Unter gleichsam geistlichem Beistand fand das Konzert von Hanne Hukkelberg im Ampere am 14.04.07 statt, hatte sich doch 'Monsignore Mühlich' unter die ca. 100 Zuhöhrer gemischt. Und wie ich vernehmen konnte, folgte er damit dem Tip eines guten Bekannten. Da mich sein aufdringliches Gequatsche in Folge nervte, entfernte ich mich und suchte ein weniger unaufgeräumtes Plätzchen in der nur mäßig gefüllten Location auf, konnte aber den Herren während der Veranstaltung häufiger in Begeisterung verfallen sehen.


Unter einem gleichsam schlechten Stern stand das Konzert, da in der anliegenden Muffathalle ein Nachwuchsband Wettbewerb stattfand, zu dem als Stargast Adam Green geladen war. Die Veranstaltung war kostenlos und so verlief sich der eine oder andere Unentschlossene doch noch in die falsche Veranstaltung. Aber: das euphorische, kundige Auditorium machte die Leere im hinteren Publikumsbereich allemal wett. Denn die Band spielte ein hochkonzentriertes, musikalisch ausgereiftes, feinädriges Set. Unter Einsatz diverser Klanginstrumente in Symbiose mit dem oktavenübergreifenden, dynamischen und Grenzen auslotenden, narrativen Gesang Hannes und der prima Zweitstimme der Line Horntveth fanden die Songkonstruktionen schnell eine aufmerksame, begeisterte Zuhörerschaft. und tatsächlich gelang es den fünfen, die hochsensiblen Stücke in realiter wie 1:1 vom Tonträger erstehen zu lassen. Das hervorragende, peinlich genaue abgestimmte Zusammenspiel der Musiker war nur eine der notwendigen Voraussetzungen hierfür. Vielmehr stand die Lust und Liebe an der Beschäftigung mit Klängen und dem Ineinanderfügen von tonalen Erzeugnissen im Vordergrund. ob es ein Kinderklavier, die Speichen eines Fahrrads, der Mülltonnendeckel oder eines der diversen Percussiongeräte war, alles fügte sich, ordnete sich in die Klangfamilie ein.

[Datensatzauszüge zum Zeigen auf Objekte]
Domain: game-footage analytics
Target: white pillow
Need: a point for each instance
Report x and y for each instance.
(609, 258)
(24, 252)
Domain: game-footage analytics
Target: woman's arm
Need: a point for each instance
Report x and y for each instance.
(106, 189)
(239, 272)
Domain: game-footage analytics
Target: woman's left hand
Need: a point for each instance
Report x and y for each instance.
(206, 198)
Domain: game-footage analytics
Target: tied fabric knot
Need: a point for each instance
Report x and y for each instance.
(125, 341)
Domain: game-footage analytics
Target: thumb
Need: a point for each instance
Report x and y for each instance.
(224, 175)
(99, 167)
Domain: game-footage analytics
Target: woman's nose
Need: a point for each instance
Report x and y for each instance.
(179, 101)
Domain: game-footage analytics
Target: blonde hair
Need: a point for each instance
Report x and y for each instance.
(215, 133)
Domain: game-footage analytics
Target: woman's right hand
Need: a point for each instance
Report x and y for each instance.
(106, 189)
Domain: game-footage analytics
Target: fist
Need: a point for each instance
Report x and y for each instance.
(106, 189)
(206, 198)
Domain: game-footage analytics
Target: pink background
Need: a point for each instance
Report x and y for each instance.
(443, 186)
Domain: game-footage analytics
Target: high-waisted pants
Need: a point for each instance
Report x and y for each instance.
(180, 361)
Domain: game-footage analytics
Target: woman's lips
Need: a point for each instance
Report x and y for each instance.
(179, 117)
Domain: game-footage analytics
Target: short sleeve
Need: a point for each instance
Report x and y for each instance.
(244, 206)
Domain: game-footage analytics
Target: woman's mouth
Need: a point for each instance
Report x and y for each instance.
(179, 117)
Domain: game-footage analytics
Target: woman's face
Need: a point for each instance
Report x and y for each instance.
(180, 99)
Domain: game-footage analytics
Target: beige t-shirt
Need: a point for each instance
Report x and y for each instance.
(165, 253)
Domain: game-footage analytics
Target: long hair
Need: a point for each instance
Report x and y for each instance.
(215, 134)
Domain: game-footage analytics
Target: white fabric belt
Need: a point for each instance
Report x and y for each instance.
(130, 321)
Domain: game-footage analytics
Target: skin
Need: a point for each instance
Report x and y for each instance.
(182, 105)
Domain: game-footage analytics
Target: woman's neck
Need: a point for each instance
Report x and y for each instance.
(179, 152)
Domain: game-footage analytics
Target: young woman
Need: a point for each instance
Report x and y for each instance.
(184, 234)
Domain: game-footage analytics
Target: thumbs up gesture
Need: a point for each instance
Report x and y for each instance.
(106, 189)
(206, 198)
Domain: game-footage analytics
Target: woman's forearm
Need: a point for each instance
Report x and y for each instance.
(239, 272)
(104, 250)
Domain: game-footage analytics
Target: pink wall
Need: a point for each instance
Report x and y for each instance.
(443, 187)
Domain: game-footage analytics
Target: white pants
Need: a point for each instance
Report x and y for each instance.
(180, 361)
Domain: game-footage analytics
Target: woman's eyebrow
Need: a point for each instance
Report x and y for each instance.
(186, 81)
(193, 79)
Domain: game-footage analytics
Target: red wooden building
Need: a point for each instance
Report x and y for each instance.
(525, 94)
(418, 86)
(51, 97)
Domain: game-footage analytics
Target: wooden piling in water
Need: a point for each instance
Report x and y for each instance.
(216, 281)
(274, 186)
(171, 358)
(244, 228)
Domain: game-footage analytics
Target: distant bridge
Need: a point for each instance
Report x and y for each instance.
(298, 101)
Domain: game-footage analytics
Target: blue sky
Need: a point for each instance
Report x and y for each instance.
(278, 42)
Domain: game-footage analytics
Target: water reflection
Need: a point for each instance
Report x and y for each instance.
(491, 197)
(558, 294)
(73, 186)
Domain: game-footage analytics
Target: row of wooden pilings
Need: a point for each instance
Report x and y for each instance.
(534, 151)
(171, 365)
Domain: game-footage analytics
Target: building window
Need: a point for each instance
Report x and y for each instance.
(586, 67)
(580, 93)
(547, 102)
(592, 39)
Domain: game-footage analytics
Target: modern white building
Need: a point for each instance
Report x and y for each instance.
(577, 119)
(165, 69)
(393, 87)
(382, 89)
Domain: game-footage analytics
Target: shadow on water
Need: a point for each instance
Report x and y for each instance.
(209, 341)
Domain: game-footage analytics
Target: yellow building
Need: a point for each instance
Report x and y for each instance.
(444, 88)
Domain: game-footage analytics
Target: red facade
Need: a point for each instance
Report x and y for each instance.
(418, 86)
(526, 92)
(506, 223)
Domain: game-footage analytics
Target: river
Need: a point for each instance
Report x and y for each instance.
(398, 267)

[AUFGABEN]:
A – Ändere im Konzertbericht den Abschnitt, der mit den Worten „Unter gleichsam geistlichem“ beginnt und mit „Begeisterung verfallen sehen.“ schließt, indem du „Plätzchen“ durch „Eckchen“ ersetzt. Gib den geänderten Abschnitt wieder.
B – Führe den Konzertbericht über Hanne Hukkelberg im Ampere im Anschluss an seinen letzten Satz fort.

[ANTWORTEN JE AUFGABE]:
A –
Unter gleichsam geistlichem Beistand fand das Konzert von Hanne Hukkelberg im Ampere am 14.04.07 statt, hatte sich doch 'Monsignore Mühlich' unter die ca. 100 Zuhöhrer gemischt. Und wie ich vernehmen konnte, folgte er damit dem Tip eines guten Bekannten. Da mich sein aufdringliches Gequatsche in Folge nervte, entfernte ich mich und suchte ein weniger unaufgeräumtes Eckchen in der nur mäßig gefüllten Location auf, konnte aber den Herren während der Veranstaltung häufiger in Begeisterung verfallen sehen.

B –
Die wirklich kleine Hanne Hukkelberg taute während des Konzertes zunehmend auf, erlaubte sich den einen oder anderen Spaß und kommentierte Ereignisse, die den Abend ornamentierten: Stöckelschuhe, die auf dem Gang zum Klo hallten, das Noisegewitter der Boxen mitten in einem Titel, den Jubel des Publikums. Zum Dank gab es denn auch zwei Zugaben.

Meine Highlights waren "Ticking bomb", "The north wind", das Pixies-Cover "Break my body" und "Ease". Wobei ich mir gewünscht hätte, dass Hanne öfter ihre Stimme in den mittleren Höhen bewegt hätte, da sie dort, kraftvoll, energisch singend, noch mehr Gänsehaut, Wohlgefühl erzeugen kann. Weitere Titel waren: "Cast anchor", "Words & a piece of paper", "Berlin", "Cheater's armoury", "The pirat".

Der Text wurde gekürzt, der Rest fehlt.